_STATED EXERCISE_.
Beginning with the line that holds "[point] every instance of the chevrolet", set down each line of the data below through the very last, exactly as given, and nothing beyond that.
** begin INPUT FOR THIS TASK **
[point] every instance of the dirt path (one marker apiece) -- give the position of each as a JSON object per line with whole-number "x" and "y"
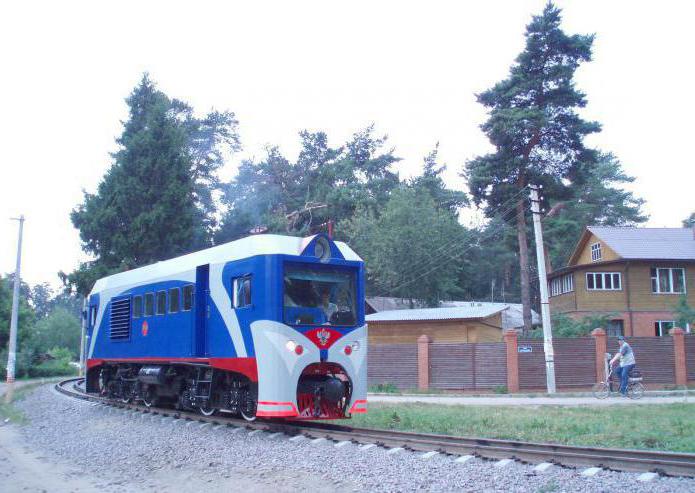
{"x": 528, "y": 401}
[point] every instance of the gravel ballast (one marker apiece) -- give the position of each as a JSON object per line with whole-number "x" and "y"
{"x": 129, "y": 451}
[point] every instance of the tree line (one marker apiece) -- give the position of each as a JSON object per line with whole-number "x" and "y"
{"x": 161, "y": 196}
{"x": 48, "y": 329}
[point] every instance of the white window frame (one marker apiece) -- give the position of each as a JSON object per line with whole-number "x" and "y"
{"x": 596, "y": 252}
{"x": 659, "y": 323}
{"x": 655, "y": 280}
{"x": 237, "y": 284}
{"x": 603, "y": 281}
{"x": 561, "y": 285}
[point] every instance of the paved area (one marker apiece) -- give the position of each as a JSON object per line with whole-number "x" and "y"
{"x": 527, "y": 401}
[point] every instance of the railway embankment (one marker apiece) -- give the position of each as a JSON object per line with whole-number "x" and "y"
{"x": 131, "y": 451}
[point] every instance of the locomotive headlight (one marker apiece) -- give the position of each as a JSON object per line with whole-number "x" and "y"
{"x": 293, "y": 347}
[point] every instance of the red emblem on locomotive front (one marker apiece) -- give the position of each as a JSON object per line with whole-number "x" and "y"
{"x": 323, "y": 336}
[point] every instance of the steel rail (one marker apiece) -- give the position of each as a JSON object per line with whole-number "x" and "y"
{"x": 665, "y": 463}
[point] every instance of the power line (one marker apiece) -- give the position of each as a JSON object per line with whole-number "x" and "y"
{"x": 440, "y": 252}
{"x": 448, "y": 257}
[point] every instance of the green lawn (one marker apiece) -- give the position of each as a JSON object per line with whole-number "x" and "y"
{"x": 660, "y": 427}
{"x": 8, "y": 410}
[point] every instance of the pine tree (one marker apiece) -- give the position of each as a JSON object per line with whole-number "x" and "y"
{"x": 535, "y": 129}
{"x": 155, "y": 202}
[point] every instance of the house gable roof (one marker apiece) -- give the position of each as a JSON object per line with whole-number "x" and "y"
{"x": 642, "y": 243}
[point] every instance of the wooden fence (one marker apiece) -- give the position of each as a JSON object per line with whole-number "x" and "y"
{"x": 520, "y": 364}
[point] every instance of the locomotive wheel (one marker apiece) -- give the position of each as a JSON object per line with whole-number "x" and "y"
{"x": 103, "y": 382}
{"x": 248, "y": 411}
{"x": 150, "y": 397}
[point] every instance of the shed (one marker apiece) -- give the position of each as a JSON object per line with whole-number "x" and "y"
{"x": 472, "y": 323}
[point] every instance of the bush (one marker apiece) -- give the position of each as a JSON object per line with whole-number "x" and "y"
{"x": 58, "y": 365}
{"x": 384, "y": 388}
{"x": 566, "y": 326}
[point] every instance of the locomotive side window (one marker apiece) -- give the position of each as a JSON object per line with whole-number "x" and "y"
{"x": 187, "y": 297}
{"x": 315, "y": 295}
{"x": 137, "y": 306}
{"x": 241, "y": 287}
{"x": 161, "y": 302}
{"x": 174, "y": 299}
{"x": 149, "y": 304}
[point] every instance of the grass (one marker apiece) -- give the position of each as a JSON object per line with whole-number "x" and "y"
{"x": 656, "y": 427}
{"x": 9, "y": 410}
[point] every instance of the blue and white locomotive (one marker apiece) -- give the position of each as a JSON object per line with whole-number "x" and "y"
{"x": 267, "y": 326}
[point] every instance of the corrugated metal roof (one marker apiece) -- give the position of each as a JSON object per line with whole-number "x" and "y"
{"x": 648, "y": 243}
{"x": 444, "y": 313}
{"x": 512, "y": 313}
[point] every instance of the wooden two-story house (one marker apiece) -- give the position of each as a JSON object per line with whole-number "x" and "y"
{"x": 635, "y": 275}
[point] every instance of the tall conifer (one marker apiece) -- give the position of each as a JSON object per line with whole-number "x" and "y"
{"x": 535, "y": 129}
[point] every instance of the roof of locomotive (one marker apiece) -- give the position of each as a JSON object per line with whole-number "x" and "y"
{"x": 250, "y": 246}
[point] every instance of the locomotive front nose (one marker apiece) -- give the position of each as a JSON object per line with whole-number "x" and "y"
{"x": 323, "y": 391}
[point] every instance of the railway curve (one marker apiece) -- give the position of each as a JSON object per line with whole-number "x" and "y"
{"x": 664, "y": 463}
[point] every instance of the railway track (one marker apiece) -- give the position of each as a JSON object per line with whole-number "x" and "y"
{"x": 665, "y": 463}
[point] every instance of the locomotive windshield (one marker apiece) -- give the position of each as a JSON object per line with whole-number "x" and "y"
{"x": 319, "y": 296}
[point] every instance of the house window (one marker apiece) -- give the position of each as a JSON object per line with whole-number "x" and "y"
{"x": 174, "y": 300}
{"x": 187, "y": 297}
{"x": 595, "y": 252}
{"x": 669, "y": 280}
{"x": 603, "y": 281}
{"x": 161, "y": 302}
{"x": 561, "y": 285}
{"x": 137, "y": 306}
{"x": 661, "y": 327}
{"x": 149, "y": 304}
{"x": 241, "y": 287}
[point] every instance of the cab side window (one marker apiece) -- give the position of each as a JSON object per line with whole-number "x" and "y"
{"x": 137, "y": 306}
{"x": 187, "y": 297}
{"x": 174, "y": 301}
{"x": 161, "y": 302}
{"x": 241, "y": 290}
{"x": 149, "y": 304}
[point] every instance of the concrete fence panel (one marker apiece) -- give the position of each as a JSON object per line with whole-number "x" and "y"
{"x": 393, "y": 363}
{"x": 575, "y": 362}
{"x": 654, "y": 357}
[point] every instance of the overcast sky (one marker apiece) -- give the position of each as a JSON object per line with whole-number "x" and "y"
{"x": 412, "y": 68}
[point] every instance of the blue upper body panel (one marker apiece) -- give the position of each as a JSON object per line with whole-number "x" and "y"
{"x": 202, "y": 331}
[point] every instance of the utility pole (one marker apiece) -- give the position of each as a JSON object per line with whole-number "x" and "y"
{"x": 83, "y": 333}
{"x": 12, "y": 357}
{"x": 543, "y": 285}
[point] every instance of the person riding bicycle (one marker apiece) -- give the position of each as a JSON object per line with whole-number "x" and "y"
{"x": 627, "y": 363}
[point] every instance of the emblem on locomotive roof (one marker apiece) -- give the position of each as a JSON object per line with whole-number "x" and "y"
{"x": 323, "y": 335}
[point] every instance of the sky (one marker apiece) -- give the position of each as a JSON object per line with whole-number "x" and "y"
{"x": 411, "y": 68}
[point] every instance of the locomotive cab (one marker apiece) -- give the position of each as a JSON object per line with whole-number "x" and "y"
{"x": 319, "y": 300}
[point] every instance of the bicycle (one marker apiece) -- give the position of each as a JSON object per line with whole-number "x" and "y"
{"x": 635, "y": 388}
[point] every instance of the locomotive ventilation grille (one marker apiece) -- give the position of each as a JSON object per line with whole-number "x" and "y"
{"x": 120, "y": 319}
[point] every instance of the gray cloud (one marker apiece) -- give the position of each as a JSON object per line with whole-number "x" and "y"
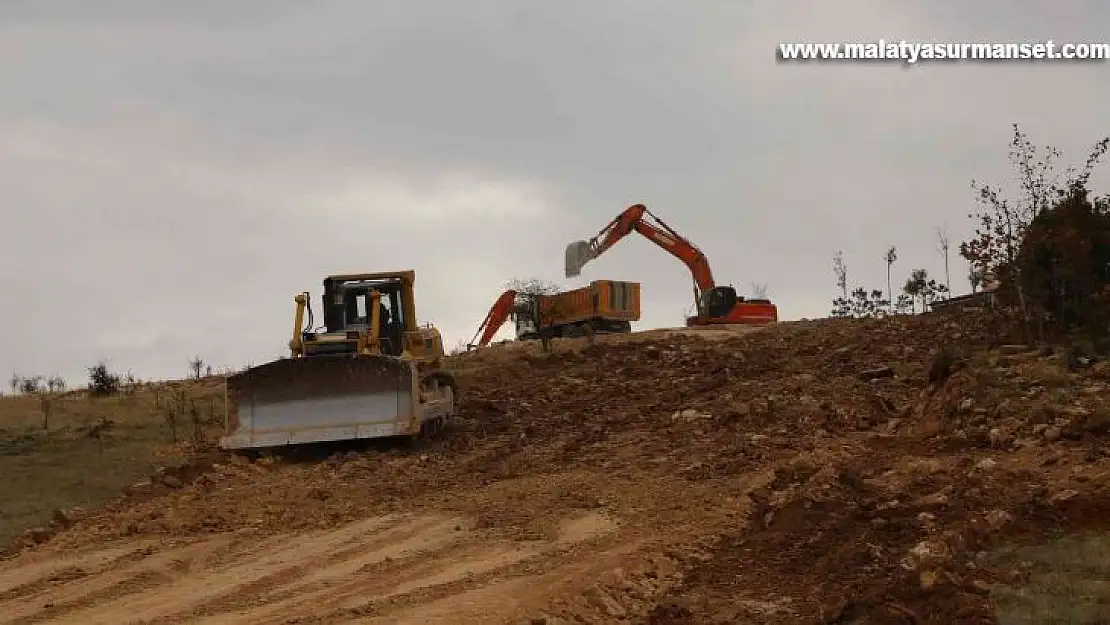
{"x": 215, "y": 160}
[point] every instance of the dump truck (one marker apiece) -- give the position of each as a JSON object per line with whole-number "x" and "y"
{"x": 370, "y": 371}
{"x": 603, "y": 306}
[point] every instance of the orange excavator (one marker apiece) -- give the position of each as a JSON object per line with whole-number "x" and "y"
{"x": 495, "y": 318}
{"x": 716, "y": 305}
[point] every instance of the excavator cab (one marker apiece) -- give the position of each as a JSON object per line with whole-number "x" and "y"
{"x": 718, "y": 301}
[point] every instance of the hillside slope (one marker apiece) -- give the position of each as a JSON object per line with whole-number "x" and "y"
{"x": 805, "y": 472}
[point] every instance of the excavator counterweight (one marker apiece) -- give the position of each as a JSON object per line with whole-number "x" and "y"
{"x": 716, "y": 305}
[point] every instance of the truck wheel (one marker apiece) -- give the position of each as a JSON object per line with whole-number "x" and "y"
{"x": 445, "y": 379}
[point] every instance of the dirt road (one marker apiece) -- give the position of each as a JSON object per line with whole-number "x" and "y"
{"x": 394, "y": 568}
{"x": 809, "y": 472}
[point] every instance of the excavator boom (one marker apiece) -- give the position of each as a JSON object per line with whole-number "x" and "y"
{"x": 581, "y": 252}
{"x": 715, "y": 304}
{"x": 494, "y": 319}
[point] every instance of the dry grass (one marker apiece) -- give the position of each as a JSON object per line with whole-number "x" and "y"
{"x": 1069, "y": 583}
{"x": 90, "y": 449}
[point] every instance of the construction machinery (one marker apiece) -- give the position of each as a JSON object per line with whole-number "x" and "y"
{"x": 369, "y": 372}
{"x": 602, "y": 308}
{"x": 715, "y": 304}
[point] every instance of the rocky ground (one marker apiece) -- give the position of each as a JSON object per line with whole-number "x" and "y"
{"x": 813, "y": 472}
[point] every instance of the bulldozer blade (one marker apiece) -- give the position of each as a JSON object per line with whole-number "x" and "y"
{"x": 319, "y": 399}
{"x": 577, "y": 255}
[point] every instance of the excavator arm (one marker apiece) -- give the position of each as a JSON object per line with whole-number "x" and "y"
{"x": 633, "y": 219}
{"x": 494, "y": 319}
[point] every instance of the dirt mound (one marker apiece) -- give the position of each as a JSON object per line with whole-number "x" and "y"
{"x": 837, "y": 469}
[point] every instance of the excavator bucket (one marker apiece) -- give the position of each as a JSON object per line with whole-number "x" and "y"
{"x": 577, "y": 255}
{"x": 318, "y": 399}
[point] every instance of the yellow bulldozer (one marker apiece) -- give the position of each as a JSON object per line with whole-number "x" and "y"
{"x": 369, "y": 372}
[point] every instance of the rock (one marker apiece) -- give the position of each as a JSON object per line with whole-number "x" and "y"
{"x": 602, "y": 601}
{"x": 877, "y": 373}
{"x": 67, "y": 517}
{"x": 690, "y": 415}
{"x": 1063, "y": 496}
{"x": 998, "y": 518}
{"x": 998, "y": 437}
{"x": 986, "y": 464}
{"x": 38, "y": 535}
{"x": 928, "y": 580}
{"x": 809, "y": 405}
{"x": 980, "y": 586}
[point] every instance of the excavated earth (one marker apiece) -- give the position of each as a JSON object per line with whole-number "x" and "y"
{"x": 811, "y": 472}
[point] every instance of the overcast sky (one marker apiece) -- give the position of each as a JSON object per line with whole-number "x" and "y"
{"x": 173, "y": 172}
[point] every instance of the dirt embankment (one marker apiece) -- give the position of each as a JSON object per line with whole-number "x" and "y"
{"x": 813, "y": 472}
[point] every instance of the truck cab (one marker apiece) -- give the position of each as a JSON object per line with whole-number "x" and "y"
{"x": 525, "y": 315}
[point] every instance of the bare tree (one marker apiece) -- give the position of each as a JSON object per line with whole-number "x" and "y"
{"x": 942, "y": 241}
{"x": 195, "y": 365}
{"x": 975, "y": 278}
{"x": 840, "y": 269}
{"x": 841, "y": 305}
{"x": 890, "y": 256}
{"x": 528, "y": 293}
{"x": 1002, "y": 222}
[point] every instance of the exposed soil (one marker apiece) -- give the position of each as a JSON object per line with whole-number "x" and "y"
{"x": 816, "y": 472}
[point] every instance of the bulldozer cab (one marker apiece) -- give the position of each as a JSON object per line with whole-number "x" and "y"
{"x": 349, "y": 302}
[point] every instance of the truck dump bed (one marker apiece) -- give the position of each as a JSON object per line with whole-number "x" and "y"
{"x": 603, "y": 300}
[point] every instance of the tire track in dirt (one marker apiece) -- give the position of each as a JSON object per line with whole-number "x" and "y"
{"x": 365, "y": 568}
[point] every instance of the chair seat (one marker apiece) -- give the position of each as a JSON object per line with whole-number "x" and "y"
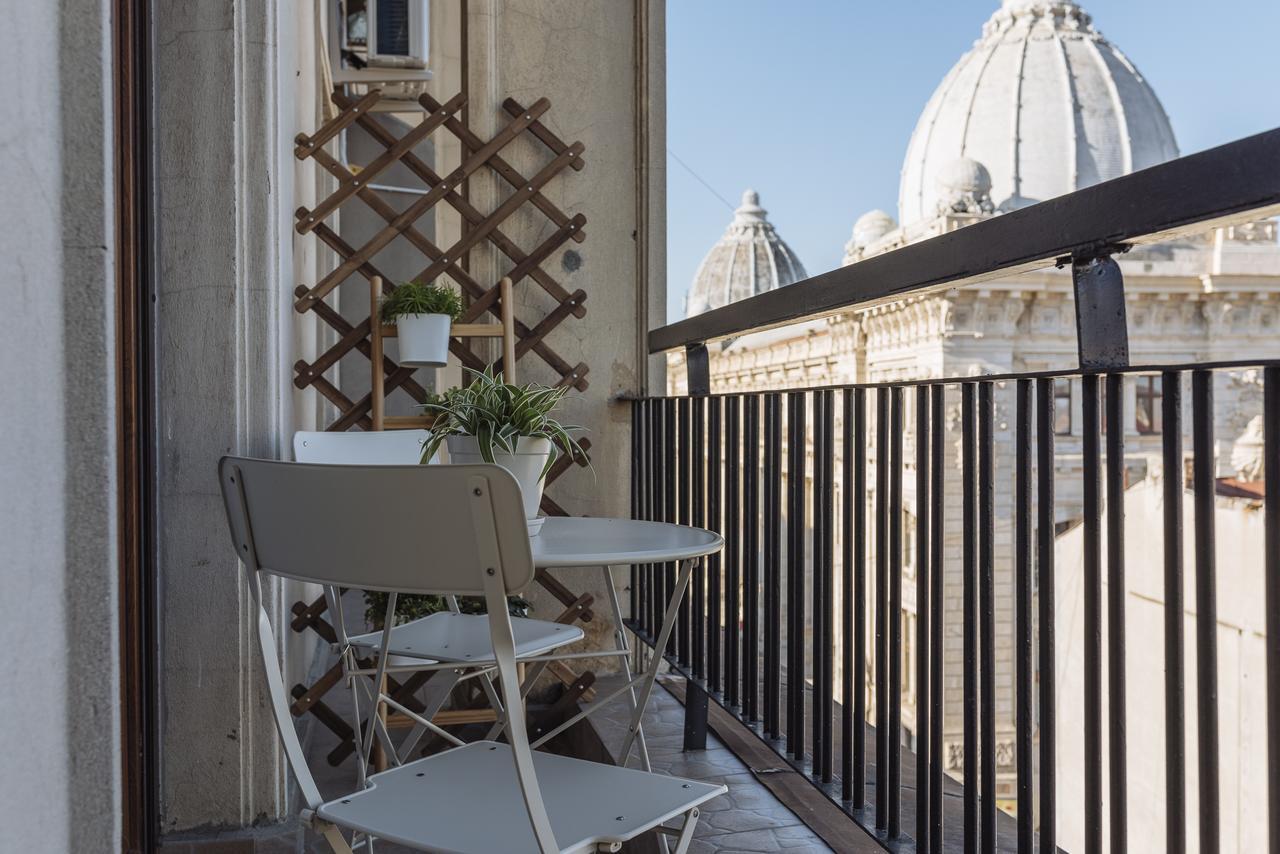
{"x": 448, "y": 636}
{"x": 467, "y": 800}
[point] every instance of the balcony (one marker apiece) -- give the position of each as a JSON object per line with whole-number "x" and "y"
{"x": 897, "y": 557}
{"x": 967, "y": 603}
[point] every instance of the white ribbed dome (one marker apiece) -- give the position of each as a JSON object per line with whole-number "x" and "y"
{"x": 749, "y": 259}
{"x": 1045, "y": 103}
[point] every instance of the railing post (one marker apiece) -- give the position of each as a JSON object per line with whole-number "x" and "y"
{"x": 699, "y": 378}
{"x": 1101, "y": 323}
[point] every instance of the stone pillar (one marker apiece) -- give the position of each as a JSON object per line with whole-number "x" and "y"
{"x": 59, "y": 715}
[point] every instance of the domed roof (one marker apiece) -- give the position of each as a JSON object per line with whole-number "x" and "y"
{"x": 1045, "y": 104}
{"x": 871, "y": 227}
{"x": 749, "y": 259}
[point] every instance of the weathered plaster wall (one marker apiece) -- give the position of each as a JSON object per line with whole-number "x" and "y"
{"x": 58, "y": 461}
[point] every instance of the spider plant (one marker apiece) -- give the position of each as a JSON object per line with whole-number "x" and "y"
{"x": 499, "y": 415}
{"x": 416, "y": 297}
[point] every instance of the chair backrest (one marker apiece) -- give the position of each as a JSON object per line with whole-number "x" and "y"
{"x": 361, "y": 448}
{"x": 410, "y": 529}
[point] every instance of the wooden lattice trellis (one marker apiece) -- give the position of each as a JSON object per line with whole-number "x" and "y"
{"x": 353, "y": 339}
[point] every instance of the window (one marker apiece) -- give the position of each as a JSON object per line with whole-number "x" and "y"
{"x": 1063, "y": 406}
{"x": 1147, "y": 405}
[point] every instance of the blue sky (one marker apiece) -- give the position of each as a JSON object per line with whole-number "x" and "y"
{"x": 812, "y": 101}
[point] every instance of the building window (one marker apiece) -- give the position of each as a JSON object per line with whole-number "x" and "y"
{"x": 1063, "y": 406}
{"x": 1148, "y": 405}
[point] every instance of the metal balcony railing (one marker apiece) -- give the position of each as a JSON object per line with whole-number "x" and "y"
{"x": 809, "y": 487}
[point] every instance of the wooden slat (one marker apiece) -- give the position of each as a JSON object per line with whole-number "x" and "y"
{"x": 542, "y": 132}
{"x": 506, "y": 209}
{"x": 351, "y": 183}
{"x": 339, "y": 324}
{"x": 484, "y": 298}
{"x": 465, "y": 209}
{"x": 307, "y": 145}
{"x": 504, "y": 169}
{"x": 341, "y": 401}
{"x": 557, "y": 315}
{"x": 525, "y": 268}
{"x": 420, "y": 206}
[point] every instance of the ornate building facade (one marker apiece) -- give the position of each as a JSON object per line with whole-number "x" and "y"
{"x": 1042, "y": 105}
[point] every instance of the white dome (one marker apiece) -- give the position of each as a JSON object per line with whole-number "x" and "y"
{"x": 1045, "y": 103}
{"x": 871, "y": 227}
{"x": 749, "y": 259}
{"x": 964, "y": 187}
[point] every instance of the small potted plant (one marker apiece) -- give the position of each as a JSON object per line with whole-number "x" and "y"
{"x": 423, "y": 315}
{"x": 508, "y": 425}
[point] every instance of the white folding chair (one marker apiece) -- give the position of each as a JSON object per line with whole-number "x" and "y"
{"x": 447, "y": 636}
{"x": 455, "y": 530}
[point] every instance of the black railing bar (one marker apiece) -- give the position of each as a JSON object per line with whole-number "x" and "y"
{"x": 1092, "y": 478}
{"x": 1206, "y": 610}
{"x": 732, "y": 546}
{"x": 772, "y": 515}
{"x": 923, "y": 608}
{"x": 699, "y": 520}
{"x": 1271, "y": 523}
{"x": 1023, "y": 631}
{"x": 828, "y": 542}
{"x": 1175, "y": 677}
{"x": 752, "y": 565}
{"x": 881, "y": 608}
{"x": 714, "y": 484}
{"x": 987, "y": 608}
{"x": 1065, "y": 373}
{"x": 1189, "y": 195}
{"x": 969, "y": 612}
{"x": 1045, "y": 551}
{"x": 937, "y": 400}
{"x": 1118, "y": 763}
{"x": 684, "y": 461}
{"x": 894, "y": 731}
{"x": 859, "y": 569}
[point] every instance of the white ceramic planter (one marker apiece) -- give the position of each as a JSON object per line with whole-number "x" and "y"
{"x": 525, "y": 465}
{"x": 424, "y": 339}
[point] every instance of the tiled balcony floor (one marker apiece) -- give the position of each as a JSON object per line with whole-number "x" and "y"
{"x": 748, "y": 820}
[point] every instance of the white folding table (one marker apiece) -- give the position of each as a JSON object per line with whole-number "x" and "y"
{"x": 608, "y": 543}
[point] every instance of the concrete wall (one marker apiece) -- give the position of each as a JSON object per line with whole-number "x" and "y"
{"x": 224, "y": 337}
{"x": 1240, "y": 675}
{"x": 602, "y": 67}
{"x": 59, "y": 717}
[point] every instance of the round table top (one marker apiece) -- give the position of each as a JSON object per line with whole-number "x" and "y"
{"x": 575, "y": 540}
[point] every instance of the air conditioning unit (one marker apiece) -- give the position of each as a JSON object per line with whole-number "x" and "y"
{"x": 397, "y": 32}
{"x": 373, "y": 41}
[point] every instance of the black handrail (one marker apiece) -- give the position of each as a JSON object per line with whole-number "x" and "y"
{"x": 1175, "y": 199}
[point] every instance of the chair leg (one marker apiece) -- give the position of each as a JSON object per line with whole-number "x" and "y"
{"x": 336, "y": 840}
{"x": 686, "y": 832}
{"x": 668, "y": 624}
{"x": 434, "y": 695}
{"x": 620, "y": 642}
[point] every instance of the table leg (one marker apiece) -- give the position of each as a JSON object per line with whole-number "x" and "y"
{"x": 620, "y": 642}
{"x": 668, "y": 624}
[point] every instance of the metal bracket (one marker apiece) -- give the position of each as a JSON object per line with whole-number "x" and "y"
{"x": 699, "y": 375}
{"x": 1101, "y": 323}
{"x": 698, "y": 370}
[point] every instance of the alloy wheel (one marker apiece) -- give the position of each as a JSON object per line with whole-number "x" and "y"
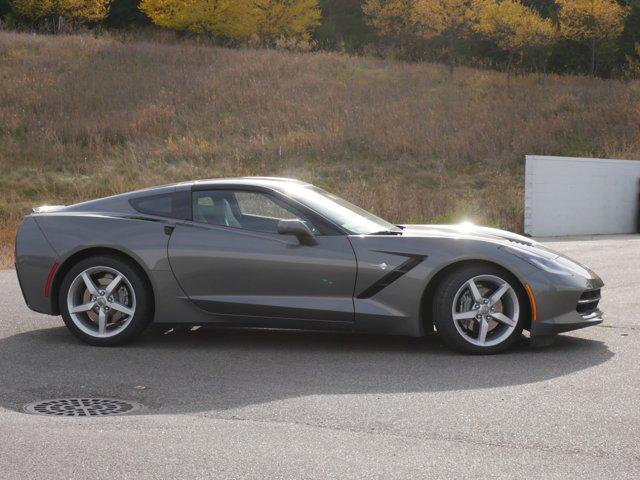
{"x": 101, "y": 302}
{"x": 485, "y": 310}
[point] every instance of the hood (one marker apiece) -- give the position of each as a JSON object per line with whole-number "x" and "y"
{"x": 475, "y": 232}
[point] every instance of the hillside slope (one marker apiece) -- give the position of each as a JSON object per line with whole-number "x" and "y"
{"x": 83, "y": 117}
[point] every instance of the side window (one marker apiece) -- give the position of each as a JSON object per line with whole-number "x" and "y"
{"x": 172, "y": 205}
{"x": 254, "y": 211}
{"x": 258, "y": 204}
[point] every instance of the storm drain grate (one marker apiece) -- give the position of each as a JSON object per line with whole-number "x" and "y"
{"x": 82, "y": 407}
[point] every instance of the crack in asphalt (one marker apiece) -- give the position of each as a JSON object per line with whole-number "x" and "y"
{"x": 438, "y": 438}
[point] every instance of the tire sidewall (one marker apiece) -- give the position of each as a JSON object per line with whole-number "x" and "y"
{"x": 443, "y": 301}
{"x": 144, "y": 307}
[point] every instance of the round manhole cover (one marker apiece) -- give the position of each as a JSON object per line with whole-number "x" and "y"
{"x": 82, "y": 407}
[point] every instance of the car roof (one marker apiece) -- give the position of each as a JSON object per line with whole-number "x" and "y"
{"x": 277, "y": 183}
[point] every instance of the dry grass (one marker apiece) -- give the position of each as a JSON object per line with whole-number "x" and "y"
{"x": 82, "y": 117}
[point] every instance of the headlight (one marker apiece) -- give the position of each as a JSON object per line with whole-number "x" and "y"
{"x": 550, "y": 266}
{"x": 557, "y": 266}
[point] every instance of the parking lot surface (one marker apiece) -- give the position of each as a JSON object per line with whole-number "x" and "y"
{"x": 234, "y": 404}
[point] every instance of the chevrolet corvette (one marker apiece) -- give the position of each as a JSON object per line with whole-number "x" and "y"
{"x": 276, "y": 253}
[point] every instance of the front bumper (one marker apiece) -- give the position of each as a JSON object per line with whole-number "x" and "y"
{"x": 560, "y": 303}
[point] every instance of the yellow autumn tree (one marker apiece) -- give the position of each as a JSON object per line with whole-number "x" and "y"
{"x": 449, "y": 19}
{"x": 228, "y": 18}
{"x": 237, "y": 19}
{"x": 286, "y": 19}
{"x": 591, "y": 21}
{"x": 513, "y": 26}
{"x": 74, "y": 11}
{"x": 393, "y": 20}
** end INPUT FOR THIS TASK **
_EXERCISE RESPONSE_.
[point] every instance of the chevrolet corvette (one marker apiece) -- give the position of each as a JSON object per line with whole-number "x" and "y"
{"x": 276, "y": 253}
[point] every instance of the front bumper (one marker apiece) -- give the position of each as a JSON object per line with whole-number "x" and "y"
{"x": 560, "y": 303}
[point] every instance of the yellow autumn tree (one marker apiece) -- give the position of each as a JSON object per line with whole-number "x" and "y"
{"x": 449, "y": 19}
{"x": 228, "y": 18}
{"x": 237, "y": 19}
{"x": 286, "y": 19}
{"x": 591, "y": 21}
{"x": 513, "y": 26}
{"x": 74, "y": 11}
{"x": 393, "y": 20}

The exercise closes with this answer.